### EXERCISE DESCRIPTION
Pick out every line of the data that contains the word "black", matching case exactly, and copy each of those lines.
━━ MATERIAL
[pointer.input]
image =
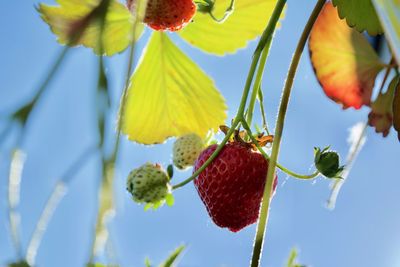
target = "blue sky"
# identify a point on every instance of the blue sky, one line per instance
(361, 231)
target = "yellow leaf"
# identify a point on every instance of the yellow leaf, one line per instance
(169, 95)
(246, 23)
(345, 63)
(70, 16)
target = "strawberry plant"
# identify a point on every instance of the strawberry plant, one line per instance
(167, 96)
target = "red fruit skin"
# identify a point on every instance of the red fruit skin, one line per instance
(232, 186)
(170, 15)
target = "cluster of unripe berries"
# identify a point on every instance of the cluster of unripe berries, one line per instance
(150, 183)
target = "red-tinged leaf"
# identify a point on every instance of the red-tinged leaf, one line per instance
(381, 115)
(344, 62)
(396, 111)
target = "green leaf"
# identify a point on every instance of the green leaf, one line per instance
(246, 23)
(359, 14)
(169, 95)
(396, 111)
(344, 62)
(147, 262)
(327, 162)
(78, 22)
(389, 15)
(148, 206)
(172, 257)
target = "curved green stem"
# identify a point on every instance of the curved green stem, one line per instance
(257, 83)
(211, 158)
(227, 13)
(267, 157)
(351, 158)
(264, 210)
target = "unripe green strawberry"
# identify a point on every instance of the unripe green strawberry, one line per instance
(186, 150)
(148, 184)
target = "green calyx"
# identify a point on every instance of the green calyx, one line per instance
(149, 184)
(327, 163)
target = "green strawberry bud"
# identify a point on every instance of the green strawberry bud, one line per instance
(148, 184)
(327, 163)
(186, 150)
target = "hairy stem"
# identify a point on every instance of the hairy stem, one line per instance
(351, 158)
(264, 210)
(212, 157)
(51, 205)
(266, 156)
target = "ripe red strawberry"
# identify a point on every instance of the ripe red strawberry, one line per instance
(170, 15)
(231, 187)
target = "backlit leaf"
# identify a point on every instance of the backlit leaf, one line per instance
(389, 15)
(344, 62)
(396, 111)
(246, 23)
(359, 14)
(169, 95)
(78, 22)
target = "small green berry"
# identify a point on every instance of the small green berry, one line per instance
(186, 150)
(148, 184)
(327, 163)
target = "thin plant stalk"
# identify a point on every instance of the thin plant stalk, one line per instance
(267, 35)
(264, 210)
(58, 193)
(18, 158)
(257, 82)
(351, 158)
(266, 156)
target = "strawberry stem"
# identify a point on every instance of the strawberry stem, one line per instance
(264, 210)
(213, 155)
(267, 157)
(262, 44)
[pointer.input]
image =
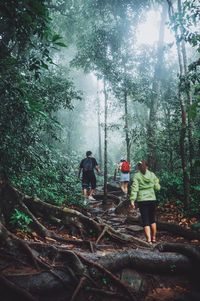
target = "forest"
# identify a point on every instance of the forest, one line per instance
(119, 79)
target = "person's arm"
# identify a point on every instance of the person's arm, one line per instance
(97, 168)
(134, 191)
(156, 183)
(79, 172)
(80, 169)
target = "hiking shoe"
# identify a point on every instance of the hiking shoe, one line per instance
(85, 201)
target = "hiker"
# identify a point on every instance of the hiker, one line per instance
(143, 189)
(124, 167)
(87, 167)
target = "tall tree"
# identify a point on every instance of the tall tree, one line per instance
(156, 93)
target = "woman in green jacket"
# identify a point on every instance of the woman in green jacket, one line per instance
(143, 189)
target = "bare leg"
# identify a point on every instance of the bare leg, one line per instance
(85, 192)
(126, 187)
(147, 232)
(122, 186)
(91, 192)
(153, 231)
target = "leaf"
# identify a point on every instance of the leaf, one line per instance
(60, 44)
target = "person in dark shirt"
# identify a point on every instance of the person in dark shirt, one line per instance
(87, 167)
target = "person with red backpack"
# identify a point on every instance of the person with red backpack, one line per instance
(125, 168)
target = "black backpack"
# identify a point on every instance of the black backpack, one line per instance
(87, 164)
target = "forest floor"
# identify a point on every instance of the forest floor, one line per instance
(160, 287)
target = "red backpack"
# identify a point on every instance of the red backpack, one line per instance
(125, 167)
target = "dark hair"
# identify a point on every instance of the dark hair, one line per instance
(88, 153)
(142, 166)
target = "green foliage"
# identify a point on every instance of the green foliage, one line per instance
(54, 180)
(171, 186)
(20, 220)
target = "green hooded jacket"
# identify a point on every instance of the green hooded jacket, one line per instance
(144, 186)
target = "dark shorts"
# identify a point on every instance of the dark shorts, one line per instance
(88, 180)
(148, 212)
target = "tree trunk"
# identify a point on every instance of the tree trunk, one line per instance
(105, 143)
(128, 149)
(188, 92)
(151, 131)
(99, 125)
(186, 185)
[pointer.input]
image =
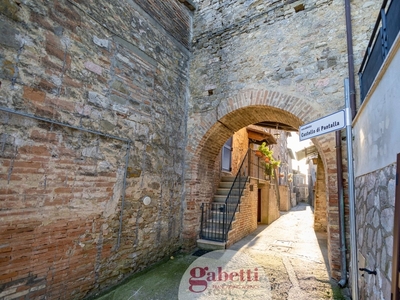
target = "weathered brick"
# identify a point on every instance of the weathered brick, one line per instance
(34, 95)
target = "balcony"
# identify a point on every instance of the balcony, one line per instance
(383, 36)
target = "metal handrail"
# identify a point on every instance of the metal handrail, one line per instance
(217, 218)
(245, 170)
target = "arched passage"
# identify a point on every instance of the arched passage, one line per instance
(214, 127)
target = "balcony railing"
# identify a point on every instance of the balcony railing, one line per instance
(383, 36)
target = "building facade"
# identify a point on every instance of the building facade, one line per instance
(113, 116)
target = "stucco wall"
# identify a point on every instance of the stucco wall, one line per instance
(376, 127)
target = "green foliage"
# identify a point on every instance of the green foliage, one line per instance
(265, 150)
(269, 166)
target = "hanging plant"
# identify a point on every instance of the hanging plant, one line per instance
(265, 150)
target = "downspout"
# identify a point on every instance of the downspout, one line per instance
(352, 95)
(350, 59)
(343, 271)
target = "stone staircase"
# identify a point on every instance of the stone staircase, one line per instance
(212, 236)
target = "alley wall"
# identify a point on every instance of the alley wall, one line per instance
(116, 75)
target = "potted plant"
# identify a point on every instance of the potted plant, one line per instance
(264, 149)
(275, 163)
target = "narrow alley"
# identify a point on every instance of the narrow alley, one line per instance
(292, 255)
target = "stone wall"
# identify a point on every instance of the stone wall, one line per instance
(119, 81)
(320, 215)
(375, 198)
(282, 61)
(246, 218)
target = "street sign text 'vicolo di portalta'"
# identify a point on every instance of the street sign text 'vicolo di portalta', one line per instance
(333, 122)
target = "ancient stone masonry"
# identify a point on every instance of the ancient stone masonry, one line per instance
(282, 61)
(114, 71)
(375, 214)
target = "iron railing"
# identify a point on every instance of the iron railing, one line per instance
(217, 218)
(383, 36)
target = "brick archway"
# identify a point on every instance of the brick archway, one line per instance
(209, 131)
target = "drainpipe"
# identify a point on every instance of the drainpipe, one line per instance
(343, 271)
(351, 105)
(350, 59)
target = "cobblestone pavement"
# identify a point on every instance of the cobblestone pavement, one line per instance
(292, 255)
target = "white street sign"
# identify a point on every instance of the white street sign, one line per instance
(333, 122)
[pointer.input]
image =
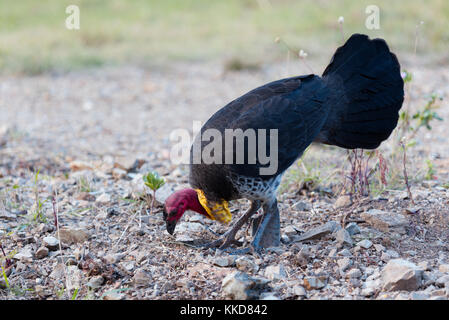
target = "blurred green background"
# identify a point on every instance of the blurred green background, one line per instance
(147, 33)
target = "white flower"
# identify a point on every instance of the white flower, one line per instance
(302, 54)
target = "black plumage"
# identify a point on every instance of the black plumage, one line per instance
(354, 104)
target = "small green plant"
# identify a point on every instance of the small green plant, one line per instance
(430, 173)
(427, 114)
(154, 182)
(38, 204)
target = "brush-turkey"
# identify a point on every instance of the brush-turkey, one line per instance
(354, 104)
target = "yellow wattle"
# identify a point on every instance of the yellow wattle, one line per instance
(219, 211)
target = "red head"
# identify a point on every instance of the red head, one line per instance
(177, 203)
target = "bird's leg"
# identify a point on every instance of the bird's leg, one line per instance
(268, 229)
(229, 237)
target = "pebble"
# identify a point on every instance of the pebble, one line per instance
(51, 243)
(444, 268)
(342, 201)
(268, 296)
(344, 263)
(71, 236)
(321, 231)
(103, 198)
(383, 220)
(352, 228)
(95, 282)
(275, 272)
(224, 261)
(354, 273)
(299, 291)
(42, 252)
(366, 244)
(343, 238)
(401, 274)
(240, 286)
(302, 206)
(24, 255)
(141, 278)
(246, 264)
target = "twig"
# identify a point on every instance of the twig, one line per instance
(55, 213)
(404, 161)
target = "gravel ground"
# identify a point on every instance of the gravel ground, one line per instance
(92, 135)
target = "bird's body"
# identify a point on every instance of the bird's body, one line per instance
(354, 104)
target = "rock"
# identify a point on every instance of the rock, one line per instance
(302, 206)
(85, 196)
(71, 236)
(345, 253)
(321, 231)
(164, 192)
(141, 278)
(246, 264)
(74, 277)
(352, 228)
(366, 244)
(129, 164)
(343, 201)
(114, 257)
(6, 215)
(424, 265)
(113, 295)
(343, 238)
(24, 255)
(224, 261)
(95, 282)
(51, 243)
(103, 198)
(393, 254)
(444, 268)
(442, 281)
(268, 296)
(354, 273)
(184, 238)
(240, 286)
(419, 295)
(118, 173)
(312, 283)
(401, 274)
(58, 272)
(385, 221)
(371, 286)
(42, 252)
(290, 231)
(80, 166)
(128, 265)
(299, 291)
(344, 263)
(188, 227)
(275, 272)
━━━━
### ANSWER
target = "black backpack"
# identify a point on every instance of the black backpack, one line per instance
target = "black plumage"
# identify a point on every instance of the black plumage, one line per instance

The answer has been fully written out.